SELECTED EXTRACT:
----

In some embodiments, the automated information collection module is based on web scraping technology that collects information from tender publication sites. In some embodiments, the automated information collection module comprises an information collector for collecting information from emails and other distributed data sources.
The information from the web scraper and/or information collector is then fed into a first stage that uses rules to categorize various aspects of the collected tenders such as region of delivery, owner, tender organization, and the like. This information is then fed through a pipeline to a data storage engine which comprises a collection of tables in a relational database that stores the information.
After storing the information, the AI is used to extract inferences from the stored information. In some embodiments, the AI is built on neural networks and the information is encoded in a manner compatible with the neural network. In some embodiments, methods such as tokenizing, one-hot encoding, and the like, may be used for information encoding.
For example, in some embodiments, a tokenizing technique may be used to utilize a tokenizer to numerically encode the information. In particular, a mapping is built in memory to link each word in the text of the information to be encoded to a numerical value, thereby allowing all texts to be converted into a vector with each word represented by a numerical value.
The categories are also encoded for facilitating the categorization of technical documents using AI. In some embodiments, a one-hot encoding scheme may be used to encode the categories in an automated fashion, thereby allowing categories to be modified and added as required.
The encoded information is processed by a trained neural network for mathematically categorizing the encoded information. The output of the trained neural network is processed by a decoding layer for converting the numeric output of the trained neural network back into the categorical format.
In some embodiments, the classification system continuously retrains the AI such as the neural networks. After a dataset is processed by the neural networks, the results thereof are crosschecked and verified for accuracy. Necessary corrections are applied in the data storage facility. Then, the entire knowledge base is used to retrain the neural networks thereby allowing for a rapid increase in accuracy.
All collected data is classified and stored in the data storage engine. The classified data is then summarized and presented in a human-readable and actionable format using a web-based front-end.
According to one aspect of this disclosure, there is provided a computerized data-classification system. The data-classification system comprises: a memory; one or more processing structures coupled to the memory and comprising: a data collection module for collecting raw data from a plurality of data sources; a data extraction module for extracting unclassified data from the raw data; a data classification module comprising a neural network architecture for classifying unclassified data into classified data; and an interface for, in response to a query from a user, retrieving classified data based on a profile of the user, and sending the retrieved data to the user. The neural network architecture comprises: a pre-trained word-representation layer comprising a pre-trained library; and N one-dimensional convolutional (Conv1D) layers and (N−1) one-dimensional max-pooling (MaxPool1D) layers coupled in serial with each MaxPool1D layer intermediate two neighboring Conv1D layers, where N>1 is a positive integer.
In some embodiments, said data classification module is configured for adaptively adjusting N between 2 and 3.
In some embodiments, the system further comprises one or more databases for storing at one of the collected raw data, the extracted unclassified data, the classified data, the profile of the user, and the pre-trained library.

----

REQUIREMENTS:
1. Answer these questions from the passage on tender classification:
(a) What does the data storage engine consist of?
(b) What converts the numeric output of the trained neural network back into the categorical format?
(c) Between which two values can the data classification module adaptively adjust N?
2. Extend the passage on tender classification, picking up after its final sentence.
The listing that comes after this passage has no connection to it.

SUPPLIED MATERIAL:
----

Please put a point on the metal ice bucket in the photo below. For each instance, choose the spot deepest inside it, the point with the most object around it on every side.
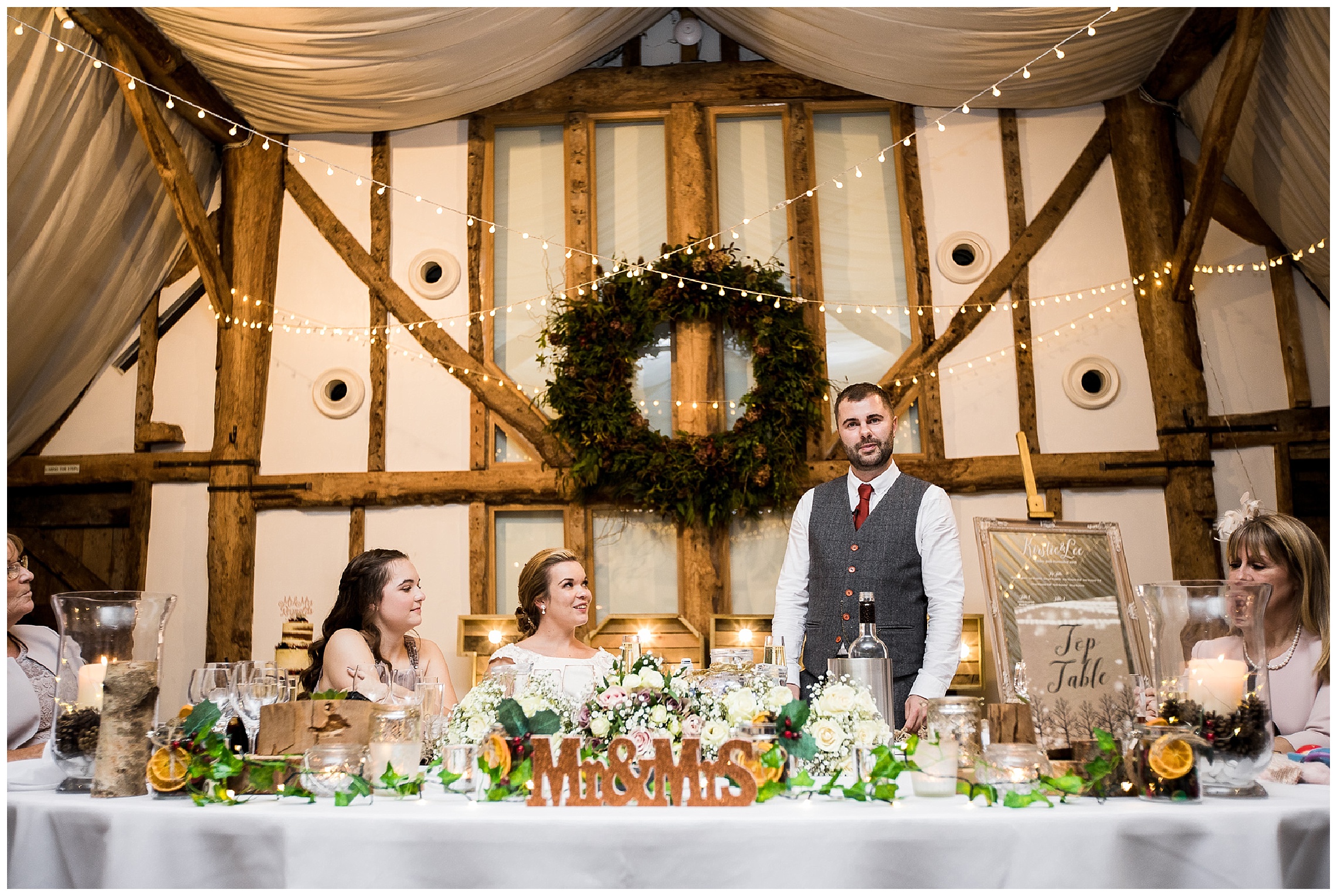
(876, 673)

----

RESPONSE LIST:
1.
(a) A collection of tables in a relational database.
(b) A decoding layer.
(c) Between 2 and 3.

2.
In some embodiments, said data extraction module is further configured for cleaning and sanitizing the extracted unclassified data by removing predefined data items.
In some embodiments, said data extraction module is configured for extracting unclassified data based on a predefined set of rules.
In some embodiments, said data extraction module is further configured for collecting geospatial data using a map function.
In some embodiments, said data classified data comprises a plurality of data categories; and said data classification module is configured for: encoding the unclassified data into a numerical representation for the neural network architecture to process; processing the encoded data by the neural network architecture, the neural network architecture mathematically categorizing the encoded data and outputting a numeric output; and decoding the numeric output into a categorical format.
In some embodiments, said encoding the unclassified data comprises using a tokenizer to numerically encode the unclassified data by using a mapping between text words and corresponding numerical values.
In some embodiments, the neural network architecture further comprises a one-dimensional global max pooling (GlobalMax1D) layer after a last one of the Conv1D layers.
In some embodiments, the neural network architecture further comprises a network layer after the GlobalMax1D layer, said network layer comprising a plurality of neurons; and a total number of the plurality of neurons equals to a total number of the data categories.
In some embodiments, said network layer is configured for using a softmax activation function to generate the numeric output of the neural network architecture.
In some embodiments, said plurality of data sources comprise at least a plurality of web servers.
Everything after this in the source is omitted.